======== Extracted data ========

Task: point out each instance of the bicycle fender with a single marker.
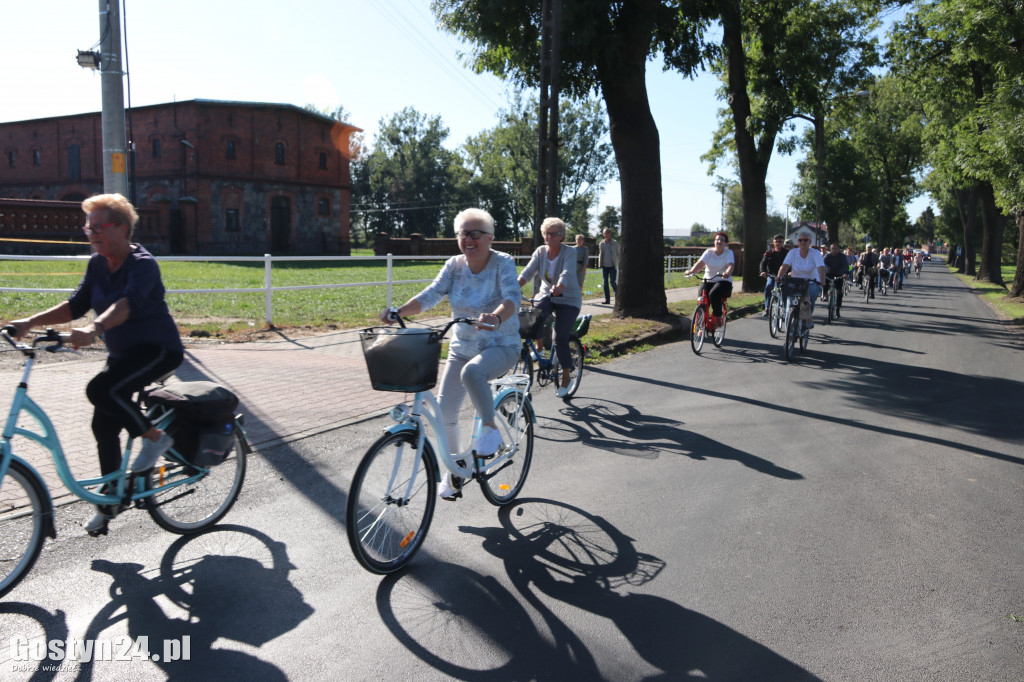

========
======== Extracted data ========

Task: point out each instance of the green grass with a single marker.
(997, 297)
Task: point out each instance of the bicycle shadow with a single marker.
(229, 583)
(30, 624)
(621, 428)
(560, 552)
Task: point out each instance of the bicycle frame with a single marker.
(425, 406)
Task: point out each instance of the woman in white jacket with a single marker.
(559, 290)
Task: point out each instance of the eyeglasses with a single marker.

========

- [Exercise goal]: Only the lines above from the line containing "Task: point out each instance of the green" through the line containing "Task: point out each instance of the eyeglasses" should be retyped, exactly and with both ends included.

- [Answer]:
Task: point out each instance of the green grass with a single marker.
(997, 297)
Task: point out each instance of the bicycle shadow with a single marker.
(229, 583)
(30, 624)
(621, 428)
(560, 552)
Task: point out each instance of the bicycle frame with a single marker.
(425, 406)
Task: point out each instance of the woman in white jacket with a single marker.
(559, 290)
Task: point out each instance of the eyeglasses with a single marker.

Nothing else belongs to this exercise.